(Items listed in a dataset)
━━━━━━━━

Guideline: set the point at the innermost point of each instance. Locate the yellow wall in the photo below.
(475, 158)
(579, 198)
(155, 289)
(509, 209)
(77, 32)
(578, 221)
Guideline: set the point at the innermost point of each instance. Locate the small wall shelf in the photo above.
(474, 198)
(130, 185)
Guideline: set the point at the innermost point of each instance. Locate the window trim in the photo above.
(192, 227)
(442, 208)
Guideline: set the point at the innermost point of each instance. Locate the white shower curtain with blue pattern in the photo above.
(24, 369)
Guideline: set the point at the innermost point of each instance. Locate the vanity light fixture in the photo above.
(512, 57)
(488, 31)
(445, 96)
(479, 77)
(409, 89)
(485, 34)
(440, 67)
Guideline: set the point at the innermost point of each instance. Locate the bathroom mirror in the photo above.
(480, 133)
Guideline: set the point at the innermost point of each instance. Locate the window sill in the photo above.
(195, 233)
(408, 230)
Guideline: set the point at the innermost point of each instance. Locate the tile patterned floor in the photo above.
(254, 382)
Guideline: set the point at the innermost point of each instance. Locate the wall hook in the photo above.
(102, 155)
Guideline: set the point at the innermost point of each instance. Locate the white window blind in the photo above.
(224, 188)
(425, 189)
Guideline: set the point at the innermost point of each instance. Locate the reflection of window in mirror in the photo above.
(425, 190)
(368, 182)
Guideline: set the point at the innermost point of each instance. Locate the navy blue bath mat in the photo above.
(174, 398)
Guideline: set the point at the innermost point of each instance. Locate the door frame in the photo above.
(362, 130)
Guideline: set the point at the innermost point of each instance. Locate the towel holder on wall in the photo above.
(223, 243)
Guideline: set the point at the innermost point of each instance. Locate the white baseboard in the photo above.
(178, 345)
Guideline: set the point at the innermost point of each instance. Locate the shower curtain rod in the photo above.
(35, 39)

━━━━━━━━

AIM OF THE EXERCISE ▸
The reply should consist of all the records, repeated exactly.

EXERCISE SOLUTION ▸
Guideline: set the point at the innermost point of each instance. Locate the yellow wall in the photo below.
(475, 158)
(579, 198)
(155, 289)
(509, 209)
(77, 32)
(578, 221)
Guideline: set the point at the innermost point of each instance. Locate the small wall shelf in the photo above.
(474, 198)
(130, 185)
Guideline: set the point at the innermost point of each instance. Locate the window trim in the photo above.
(192, 227)
(442, 208)
Guideline: set the point at the innermost point of each instance. Locate the white shower curtain with blue pattern in the photo above.
(24, 369)
Guideline: set the point at the innermost point of each instance. Locate the vanity light fixture in the photo above.
(512, 57)
(488, 31)
(445, 96)
(479, 77)
(409, 89)
(485, 34)
(440, 67)
Guideline: set the point at the innermost point of each instance. Locate the bathroom mirror in the photo above.
(480, 133)
Guideline: set the point at the innermost point of each instance. Locate the window sill in the photo above.
(195, 233)
(408, 230)
Guideline: set the point at the innermost point of each instance. Locate the tile patterned floor in the photo above.
(254, 382)
Guideline: set the point at the innermost point of each instance. Locate the wall hook in the photo above.
(102, 155)
Guideline: set the point at the innermost point of each instance. Locate the white window blind in the photo above.
(224, 188)
(425, 189)
Guideline: set the point at the innermost point of each instance. Locate the reflection of window in mirror in the photo above.
(425, 190)
(368, 182)
Guideline: set the point at the innermost point of each instance. Locate the navy blue bath mat in the photo above.
(174, 398)
Guideline: set the point at the innermost point of each instance. Locate the door frame in the photo above.
(362, 130)
Guideline: set the point at the innermost point of each instance. Locate the towel holder on wall in the photo above.
(223, 243)
Guideline: set the point at the innermost point of each instance. Locate the white baseboard in the photo above.
(178, 345)
Guideline: set the point at the innermost point of each instance. Locate the shower curtain rod in the photo above.
(35, 39)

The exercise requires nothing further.